**SHORT EXERCISE**
Rewrite the records from the line that contains "query (the noun phrase to segment): **military" through the line that contains "POLYGON ((514 384, 523", swapping "military medal" for "service medal" and keeping everything else the same.

**STORED DATA**
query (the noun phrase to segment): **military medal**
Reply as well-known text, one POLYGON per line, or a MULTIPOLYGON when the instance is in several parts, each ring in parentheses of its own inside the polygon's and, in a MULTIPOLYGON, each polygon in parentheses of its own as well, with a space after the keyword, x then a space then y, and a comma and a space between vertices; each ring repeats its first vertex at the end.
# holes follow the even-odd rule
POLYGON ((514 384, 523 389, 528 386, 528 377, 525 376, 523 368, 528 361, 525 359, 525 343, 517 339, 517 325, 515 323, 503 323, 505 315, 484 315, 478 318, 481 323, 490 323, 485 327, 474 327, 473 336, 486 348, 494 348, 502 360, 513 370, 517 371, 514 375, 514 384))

...

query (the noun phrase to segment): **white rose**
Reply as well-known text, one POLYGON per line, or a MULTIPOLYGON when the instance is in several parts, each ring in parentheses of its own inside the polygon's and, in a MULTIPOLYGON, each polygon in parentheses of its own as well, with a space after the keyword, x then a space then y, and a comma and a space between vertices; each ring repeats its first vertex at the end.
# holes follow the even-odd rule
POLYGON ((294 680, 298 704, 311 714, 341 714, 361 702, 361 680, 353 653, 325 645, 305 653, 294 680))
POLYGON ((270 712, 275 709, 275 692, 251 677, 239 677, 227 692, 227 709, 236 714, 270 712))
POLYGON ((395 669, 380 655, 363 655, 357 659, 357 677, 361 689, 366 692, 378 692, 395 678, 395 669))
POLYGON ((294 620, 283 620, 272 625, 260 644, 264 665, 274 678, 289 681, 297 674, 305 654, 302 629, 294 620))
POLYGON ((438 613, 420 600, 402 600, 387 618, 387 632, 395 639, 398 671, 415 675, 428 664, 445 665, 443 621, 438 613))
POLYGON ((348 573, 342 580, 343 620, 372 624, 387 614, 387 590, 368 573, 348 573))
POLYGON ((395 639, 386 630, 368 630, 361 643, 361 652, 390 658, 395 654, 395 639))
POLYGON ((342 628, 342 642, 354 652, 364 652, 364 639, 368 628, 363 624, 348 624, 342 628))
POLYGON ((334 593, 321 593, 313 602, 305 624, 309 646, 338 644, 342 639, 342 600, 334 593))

* * *

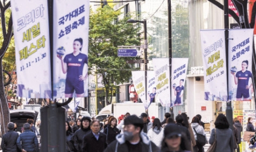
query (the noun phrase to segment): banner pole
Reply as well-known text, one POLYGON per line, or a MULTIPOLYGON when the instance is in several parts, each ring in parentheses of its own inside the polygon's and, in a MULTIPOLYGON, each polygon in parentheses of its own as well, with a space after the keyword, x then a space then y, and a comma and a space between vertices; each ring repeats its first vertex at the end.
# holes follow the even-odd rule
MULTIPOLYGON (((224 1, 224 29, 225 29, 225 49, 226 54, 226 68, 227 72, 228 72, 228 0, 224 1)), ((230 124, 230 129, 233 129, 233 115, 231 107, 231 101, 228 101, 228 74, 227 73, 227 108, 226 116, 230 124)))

**CORRECT RESPONSE**
query (the noun phrase to segment): **service medal**
Reply as well-known text, one POLYGON per line, or a MULTIPOLYGON when the instance is in several parts, each ring in parentheses of its own inside the polygon's and, in a MULTIPOLYGON, each polygon in parentheses of its own as well, with a space after the keyword, x then a space then y, and a comma and a space between vertices; each ring repeats its first vertex at the end.
# holes follow the even-odd rule
POLYGON ((514 384, 523 389, 528 386, 528 377, 525 376, 523 368, 528 361, 525 359, 525 343, 517 339, 517 325, 515 323, 503 323, 505 315, 484 315, 478 318, 481 323, 490 323, 485 327, 474 327, 473 336, 486 348, 494 348, 502 360, 513 370, 517 371, 514 375, 514 384))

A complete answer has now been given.